- **Exercise goal**: Each entry must be given again exactly; images do not belong in the copy.

[Source data Boundary: Start]

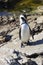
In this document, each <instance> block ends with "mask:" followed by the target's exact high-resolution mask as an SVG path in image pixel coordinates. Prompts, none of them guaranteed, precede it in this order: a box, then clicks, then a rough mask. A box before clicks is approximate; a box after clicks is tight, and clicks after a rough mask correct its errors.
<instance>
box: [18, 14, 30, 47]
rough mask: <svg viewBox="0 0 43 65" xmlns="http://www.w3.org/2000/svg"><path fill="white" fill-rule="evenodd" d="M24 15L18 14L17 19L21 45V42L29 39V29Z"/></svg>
mask: <svg viewBox="0 0 43 65" xmlns="http://www.w3.org/2000/svg"><path fill="white" fill-rule="evenodd" d="M26 19H27V18H26V15H22V14H21V15H20V17H19V21H20V30H19V38H20V40H21V42H22V43H21V47H22V46H23V43H28V42H29V39H30V33H31V29H30V27H29V25H28V23H27V20H26Z"/></svg>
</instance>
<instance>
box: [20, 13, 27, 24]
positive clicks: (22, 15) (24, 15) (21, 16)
mask: <svg viewBox="0 0 43 65" xmlns="http://www.w3.org/2000/svg"><path fill="white" fill-rule="evenodd" d="M26 19H27V16H26V15H25V14H21V15H20V17H19V20H20V25H21V24H22V23H26Z"/></svg>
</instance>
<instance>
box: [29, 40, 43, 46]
mask: <svg viewBox="0 0 43 65" xmlns="http://www.w3.org/2000/svg"><path fill="white" fill-rule="evenodd" d="M40 44H43V39H42V40H38V41H35V42H30V44H29V45H40Z"/></svg>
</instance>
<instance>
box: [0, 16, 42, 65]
mask: <svg viewBox="0 0 43 65" xmlns="http://www.w3.org/2000/svg"><path fill="white" fill-rule="evenodd" d="M33 18H34V17H33ZM35 21H36V20H34V21H32V22H33V23H34V22H35ZM32 22H30V24H29V25H30V27H31V29H33V28H34V27H35V25H36V24H35V25H34V26H33V28H32V26H31V25H33V23H32ZM3 31H5V32H7V33H3V34H2V32H3ZM0 35H1V36H0V38H2V40H3V38H5V39H4V42H2V43H1V42H0V65H43V30H42V31H41V32H40V33H38V34H35V35H34V39H32V37H30V45H25V47H23V48H21V40H19V27H18V26H17V24H15V23H12V24H10V25H5V26H2V27H1V28H0ZM3 35H4V36H3ZM2 36H3V37H2Z"/></svg>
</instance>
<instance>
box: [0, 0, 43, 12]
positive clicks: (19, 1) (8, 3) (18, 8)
mask: <svg viewBox="0 0 43 65" xmlns="http://www.w3.org/2000/svg"><path fill="white" fill-rule="evenodd" d="M39 5H43V0H1V1H0V9H1V10H3V9H4V10H6V9H7V10H10V11H11V10H12V11H13V10H15V11H16V10H20V11H21V10H22V9H23V10H24V9H26V10H27V9H29V11H32V10H33V9H36V7H37V6H39Z"/></svg>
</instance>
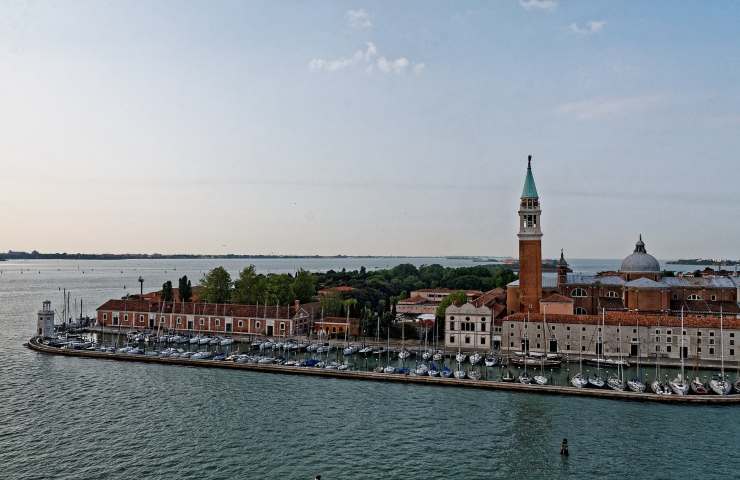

[Source data Boundary: End]

- **Output**:
In this document, each <instance> block ends with "mask:" followed by the target's exact high-resolution mask as an SVG path in image pixel coordinates. Prompts, none of them guaranteed, precede it in this order: a box, then clicks, then a rough mask. A box before clicks is approximate; a box after clicks is tight, and clicks after a rough mask correct its errors.
<instance>
box: [18, 14, 30, 47]
rough mask: <svg viewBox="0 0 43 65" xmlns="http://www.w3.org/2000/svg"><path fill="white" fill-rule="evenodd" d="M24 15L18 14L17 19L21 45V42L29 39V29Z"/></svg>
mask: <svg viewBox="0 0 43 65" xmlns="http://www.w3.org/2000/svg"><path fill="white" fill-rule="evenodd" d="M26 19H27V18H26V15H22V14H21V15H20V17H19V21H20V30H19V38H20V40H21V42H22V43H21V47H22V46H23V43H28V42H29V39H30V33H31V29H30V27H29V25H28V23H27V20H26Z"/></svg>
</instance>
<instance>
box: [20, 13, 27, 24]
positive clicks: (22, 15) (24, 15) (21, 16)
mask: <svg viewBox="0 0 43 65" xmlns="http://www.w3.org/2000/svg"><path fill="white" fill-rule="evenodd" d="M26 19H27V16H26V15H25V14H21V15H20V17H19V20H20V25H21V24H22V23H26Z"/></svg>
</instance>
<instance>
box: [29, 40, 43, 46]
mask: <svg viewBox="0 0 43 65" xmlns="http://www.w3.org/2000/svg"><path fill="white" fill-rule="evenodd" d="M40 44H43V39H42V40H38V41H35V42H30V44H29V45H40Z"/></svg>
</instance>
<instance>
box: [0, 16, 42, 65]
mask: <svg viewBox="0 0 43 65" xmlns="http://www.w3.org/2000/svg"><path fill="white" fill-rule="evenodd" d="M33 18H34V17H33ZM35 21H36V20H34V21H32V22H33V23H34V22H35ZM32 22H30V24H29V25H30V27H31V29H33V28H34V27H35V25H36V24H35V25H34V26H33V28H32V26H31V25H33V23H32ZM3 31H5V32H7V33H3V34H2V32H3ZM0 35H1V36H0V38H2V40H3V38H5V39H4V42H2V43H1V42H0V65H43V30H42V31H41V32H40V33H38V34H35V35H34V39H32V37H30V45H25V47H23V48H21V40H19V27H18V26H17V24H15V23H12V24H10V25H5V26H2V27H1V28H0ZM3 35H4V36H3ZM2 36H3V37H2Z"/></svg>
</instance>
<instance>
box: [0, 0, 43, 12]
positive clicks: (19, 1) (8, 3) (18, 8)
mask: <svg viewBox="0 0 43 65" xmlns="http://www.w3.org/2000/svg"><path fill="white" fill-rule="evenodd" d="M39 5H43V0H1V1H0V9H1V10H3V9H4V10H6V9H7V10H10V11H11V10H12V11H13V10H15V11H16V10H20V11H21V10H22V9H23V10H24V9H26V10H27V9H29V11H32V10H33V9H36V7H37V6H39Z"/></svg>
</instance>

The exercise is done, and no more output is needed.